把下面记录中从含有“Presence check — is any calm”的那一行开始、一直到含有“left=0, top=269, right=295, bottom=298”的那一行为止的各行原样照抄出来，首尾两行都要算在内。

* * *

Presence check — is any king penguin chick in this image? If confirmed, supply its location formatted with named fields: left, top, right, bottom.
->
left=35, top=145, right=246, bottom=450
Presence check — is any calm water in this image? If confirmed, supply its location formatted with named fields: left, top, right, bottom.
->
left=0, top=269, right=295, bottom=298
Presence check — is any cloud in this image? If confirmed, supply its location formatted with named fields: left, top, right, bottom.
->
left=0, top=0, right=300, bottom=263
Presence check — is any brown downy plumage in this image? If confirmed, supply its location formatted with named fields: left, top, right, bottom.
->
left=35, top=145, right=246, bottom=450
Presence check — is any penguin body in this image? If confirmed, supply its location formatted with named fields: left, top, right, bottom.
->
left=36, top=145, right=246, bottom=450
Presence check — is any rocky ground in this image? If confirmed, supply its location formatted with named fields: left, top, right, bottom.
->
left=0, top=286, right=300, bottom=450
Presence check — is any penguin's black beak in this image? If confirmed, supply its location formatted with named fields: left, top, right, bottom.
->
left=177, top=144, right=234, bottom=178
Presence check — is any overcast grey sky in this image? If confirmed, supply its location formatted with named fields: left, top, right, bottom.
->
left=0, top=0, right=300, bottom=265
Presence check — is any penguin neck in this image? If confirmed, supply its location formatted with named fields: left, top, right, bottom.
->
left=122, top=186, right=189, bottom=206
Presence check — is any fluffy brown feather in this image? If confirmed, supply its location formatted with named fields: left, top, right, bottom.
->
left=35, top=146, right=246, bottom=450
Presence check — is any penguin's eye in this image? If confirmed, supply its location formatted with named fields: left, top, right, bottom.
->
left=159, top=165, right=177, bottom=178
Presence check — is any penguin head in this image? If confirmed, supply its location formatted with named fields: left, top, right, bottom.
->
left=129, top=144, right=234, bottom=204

* * *

* **任务解答**:
Presence check — is any calm water in this image? If confirmed, supply its location formatted with named fields: left, top, right, bottom.
->
left=0, top=269, right=295, bottom=298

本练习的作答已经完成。